**TASK TO COMPLETE**. Write out, unchanged, the stretch of lines from the one containing "Each instance receives a single keypoint. Tag the bollard" through the last line.

**SUPPLIED DATA**.
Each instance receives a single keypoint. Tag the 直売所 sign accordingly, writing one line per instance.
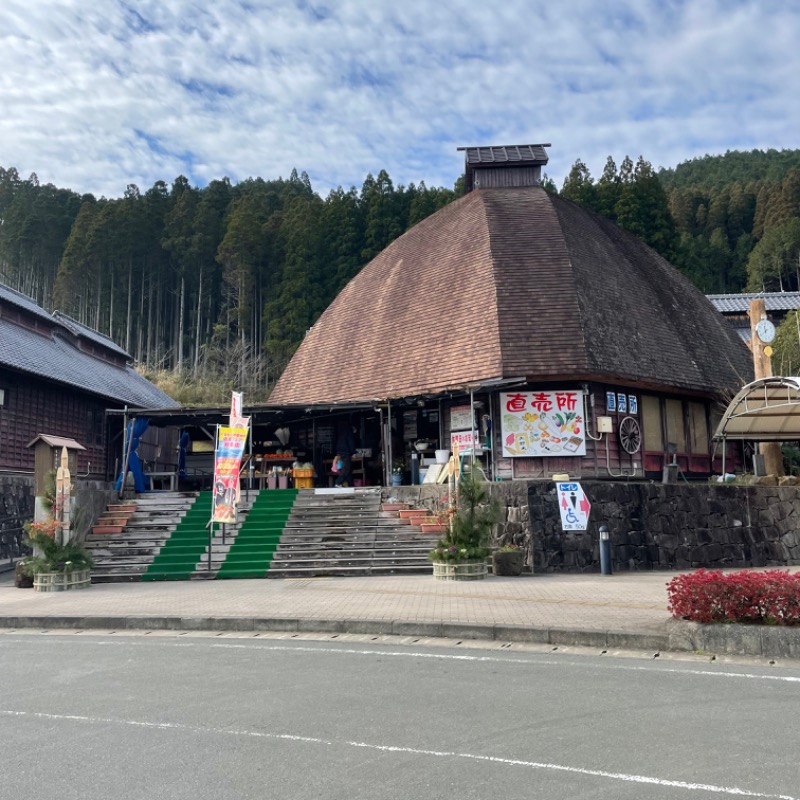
(543, 423)
(574, 506)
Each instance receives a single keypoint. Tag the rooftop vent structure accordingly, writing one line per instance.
(504, 166)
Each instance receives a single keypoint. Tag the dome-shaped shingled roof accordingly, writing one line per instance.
(513, 283)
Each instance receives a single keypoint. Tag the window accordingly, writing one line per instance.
(94, 427)
(698, 428)
(651, 417)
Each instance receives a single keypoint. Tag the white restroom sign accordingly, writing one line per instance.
(574, 507)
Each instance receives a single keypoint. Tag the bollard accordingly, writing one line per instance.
(605, 551)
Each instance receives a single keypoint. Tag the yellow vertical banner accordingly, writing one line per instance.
(227, 461)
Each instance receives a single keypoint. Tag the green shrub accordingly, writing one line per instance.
(471, 527)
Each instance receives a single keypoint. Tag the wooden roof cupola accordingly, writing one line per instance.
(504, 167)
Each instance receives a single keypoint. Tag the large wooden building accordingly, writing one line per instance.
(583, 350)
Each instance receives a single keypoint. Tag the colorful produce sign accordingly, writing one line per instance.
(543, 423)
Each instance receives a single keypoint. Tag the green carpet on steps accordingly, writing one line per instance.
(185, 547)
(252, 552)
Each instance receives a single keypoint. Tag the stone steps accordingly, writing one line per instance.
(349, 533)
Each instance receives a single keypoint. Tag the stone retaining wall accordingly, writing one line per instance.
(652, 526)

**SOLUTION TO THIS TASK**.
Each instance receives a single keypoint. Tag the bollard accordingly, writing one line per instance.
(605, 551)
Each instance receives a single keypoint. Tag the yellow vertical banner accordingly, writing one line per instance.
(227, 461)
Each instance receives a single keypoint. Tag the green shrub accordingly, writing one line per instance.
(471, 527)
Each instance receives a single keypoint. Tag the wooden roof cupola accordingly, writing one line per instance.
(504, 167)
Each instance receives a single keypoint. Tag the large wooden building accordingly, writing one line per instance.
(583, 350)
Each instance receives a single keypoint. Tag the colorful produce sign accordingly, writing one line per instance.
(543, 423)
Each instance receives a single keypoint. Tag the green carpet on steps accordingly, writing one line per instance.
(185, 547)
(252, 552)
Each instance receives a single keypoint. Tag the stone steps accordingly, writing one line per instance.
(349, 533)
Each instance receives a single keypoint. Tag the stone retaining wall accordingly, writing one line per instance.
(652, 526)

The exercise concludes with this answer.